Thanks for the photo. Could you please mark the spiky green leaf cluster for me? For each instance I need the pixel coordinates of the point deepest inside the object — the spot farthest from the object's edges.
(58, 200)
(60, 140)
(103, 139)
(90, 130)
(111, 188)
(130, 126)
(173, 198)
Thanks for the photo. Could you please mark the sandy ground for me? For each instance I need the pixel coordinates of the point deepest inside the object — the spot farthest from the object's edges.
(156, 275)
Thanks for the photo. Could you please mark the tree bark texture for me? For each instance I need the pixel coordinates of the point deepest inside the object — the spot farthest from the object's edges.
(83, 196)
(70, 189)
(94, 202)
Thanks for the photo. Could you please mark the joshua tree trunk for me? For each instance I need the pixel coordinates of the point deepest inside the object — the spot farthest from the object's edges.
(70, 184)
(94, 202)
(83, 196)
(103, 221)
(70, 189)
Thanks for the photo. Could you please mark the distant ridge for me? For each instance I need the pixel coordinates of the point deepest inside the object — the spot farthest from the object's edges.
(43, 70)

**ASSIGNED TASK:**
Please copy the line holding "Thanks for the photo. Could you please mark the distant" and all lines after it to the end of the records, exactly, and nothing else.

**RESPONSE TO THE EXERCISE:**
Thanks for the photo. Could you please mark the distant ridge for me? For each instance I need the pixel coordinates of the point deepest inside the object — the spot farthest from the object's edges.
(43, 70)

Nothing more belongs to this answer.